*ESTRATTO DEL TESTO*:
Gheddafi sfida l’Onu con nuovi raid. Pronto l’intervento militare alleato
lastampa.it
Avverrà tra poche ore secondo Parigi. Cacciabombardieri da Francia, Usa, Canada, Norvegia, Gran Bretagna. Ci sarà anche il Qatar dopo l’ok della Lega araba. Non partecipano i tedeschi. L’Italia darà le basi non gli aerei.
Gheddafi lancia la sfida all'Onu. Le forze fedeli al leader libico hanno bombardato oggi la città di Misurata, controllata dai ribelli, dopo una notte di scontri d'arma da fuoco: lo ha detto un portavoce dei ribelli. "Decine di bombe di qualsiasi tipo sono state sganciate sulla città da ieri sera", ha indicato questo portavoce sotto copertura di anonimato. "Ci sono sempre scambi di colpi d'arma da fuoco intensi in città", ha aggiunto, affermando di ignorare il numero di vittime per il momento.
L'Alleanza, però, è già pronta a intervenire. Le operazioni militari sulla Libia per fermare le forze di Muammar Gheddafi avverranno «in tempi rapidi». E' «questione di ore», e la Francia vi parteciperà. Lo ha detto il portavoce del governo francese, Francois Baroin. La stessa fonte ha sottolineato che «l’intervento militare non sarà un’occupazione del territorio libico, ma un dispositivo di natura militare per proteggere la popolazione libica e aiutarla a realizzare la sua aspirazione di libertà». Anche il Qatar ha annunciato che parteciperà alla no fly zone sulla Libia: è il primo paese arabo a dichiarare la sua partecipazione dopo l’ok della Lega Araba all'approvazione ieri della risoluzione del Consiglio di sicurezza dell’Onu. E mentre anche la Norvegia annucia stamane la partecipazione alle operazioni militari al fianco di Stati uniti, Canada e Gran Bretagna, sui tempi dell'intervento non c'è chiarezza. La Royal Air Force britannica si è detta pronta a mobilitarsi per fare rispettare la no-fly zone sulla Libia, ma fonti di Downing Stret, secondo la Bbc, si sono mostrate caute sull’ipotesi che gli aerei britannici possano raggiungere lo spazio aereo libico «nel giro di ore» e non si sono volute sbilanciare su un calendario preciso dell’azione militare. Il premier, David Cameron, presiederà a breve una riunione del governo e farà una dichiarazione sulla questione dinanzi alla Camera dei Comuni.

*ESTRATTI DEL DATASET*:
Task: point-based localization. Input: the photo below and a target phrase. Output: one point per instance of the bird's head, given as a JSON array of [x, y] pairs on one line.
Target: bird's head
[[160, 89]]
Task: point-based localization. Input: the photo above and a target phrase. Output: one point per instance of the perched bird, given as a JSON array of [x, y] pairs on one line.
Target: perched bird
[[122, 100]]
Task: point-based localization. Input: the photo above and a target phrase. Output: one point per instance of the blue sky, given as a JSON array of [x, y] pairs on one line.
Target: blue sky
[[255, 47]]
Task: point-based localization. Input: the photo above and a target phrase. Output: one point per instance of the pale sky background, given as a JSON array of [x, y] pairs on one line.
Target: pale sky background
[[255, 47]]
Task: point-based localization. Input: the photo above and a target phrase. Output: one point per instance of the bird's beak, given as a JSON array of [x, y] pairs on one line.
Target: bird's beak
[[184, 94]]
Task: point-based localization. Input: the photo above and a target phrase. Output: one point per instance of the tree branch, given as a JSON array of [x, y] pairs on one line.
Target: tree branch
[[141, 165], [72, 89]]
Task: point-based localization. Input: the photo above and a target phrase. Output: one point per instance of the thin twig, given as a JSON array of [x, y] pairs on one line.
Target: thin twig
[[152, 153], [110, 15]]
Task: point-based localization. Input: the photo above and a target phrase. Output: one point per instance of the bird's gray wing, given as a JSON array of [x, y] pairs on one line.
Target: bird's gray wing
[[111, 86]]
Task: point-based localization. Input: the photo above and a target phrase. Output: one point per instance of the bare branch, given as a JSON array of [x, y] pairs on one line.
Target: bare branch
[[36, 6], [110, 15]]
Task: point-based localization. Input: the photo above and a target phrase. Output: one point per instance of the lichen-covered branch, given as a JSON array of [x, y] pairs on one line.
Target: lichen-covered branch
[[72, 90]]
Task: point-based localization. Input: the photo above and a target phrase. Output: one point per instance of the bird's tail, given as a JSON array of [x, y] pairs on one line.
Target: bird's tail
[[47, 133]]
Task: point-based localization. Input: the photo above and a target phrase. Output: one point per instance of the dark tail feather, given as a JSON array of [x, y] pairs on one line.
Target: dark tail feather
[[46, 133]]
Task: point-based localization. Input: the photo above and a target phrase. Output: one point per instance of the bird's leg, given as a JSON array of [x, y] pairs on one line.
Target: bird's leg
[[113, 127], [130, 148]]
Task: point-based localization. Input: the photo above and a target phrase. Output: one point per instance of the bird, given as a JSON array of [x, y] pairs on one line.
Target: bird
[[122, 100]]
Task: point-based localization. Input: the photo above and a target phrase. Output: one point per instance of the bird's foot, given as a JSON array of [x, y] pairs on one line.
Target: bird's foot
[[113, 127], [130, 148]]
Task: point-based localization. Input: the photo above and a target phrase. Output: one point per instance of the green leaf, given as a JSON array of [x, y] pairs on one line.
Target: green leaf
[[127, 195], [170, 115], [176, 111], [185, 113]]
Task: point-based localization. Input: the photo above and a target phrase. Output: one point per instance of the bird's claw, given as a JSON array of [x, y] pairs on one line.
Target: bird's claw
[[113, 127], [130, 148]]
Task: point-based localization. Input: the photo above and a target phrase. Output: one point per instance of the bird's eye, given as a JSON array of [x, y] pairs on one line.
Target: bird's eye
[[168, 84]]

*OBIETTIVO 1*:
Modifica il passo dell'articolo sulla Libia tra "Gheddafi sfida l’Onu" e "non gli aerei.", estremi inclusi, riscrivendolo con "Aerei da combattimento" al posto di "Cacciabombardieri".
*OBIETTIVO 2*:
Elenca tutte le persone citate per nome nell'articolo sulla Libia.
*OBIETTIVO 3*:
Riprendi l'articolo sulla Libia dal punto in cui si interrompe e proseguilo, per favore.

*RISULTATO ATTESO 1*:
Gheddafi sfida l’Onu con nuovi raid. Pronto l’intervento militare alleato
lastampa.it
Avverrà tra poche ore secondo Parigi. Aerei da combattimento da Francia, Usa, Canada, Norvegia, Gran Bretagna. Ci sarà anche il Qatar dopo l’ok della Lega araba. Non partecipano i tedeschi. L’Italia darà le basi non gli aerei.

*RISULTATO ATTESO 2*:
Muammar Gheddafi
Francois Baroin
David Cameron

*RISULTATO ATTESO 3*:
Seif al-Islam, figlio del leader libico, commenta dal canto suo le notizie sulla «no fly zone» con un «La Libia non ha paura». Ieri il Consiglio di Sicurezza delle Nazioni Unite ha approvato la risoluzione 1973 che autorizza la no fly zone sulla Libia e il ricorso a «tutte le misure necessarie» per proteggere la popolazione civile dalla minaccia rappresentata dalle forze leali al colonnello Muammar Gheddafi, fatta eccezione per un intervento terrestre. La misura è stata varata con dieci voti favorevoli, zero contrari e cinque astenuti, tra cui Cina e Russia, che non hanno esercitato il proprio diritto di veto, e Germania.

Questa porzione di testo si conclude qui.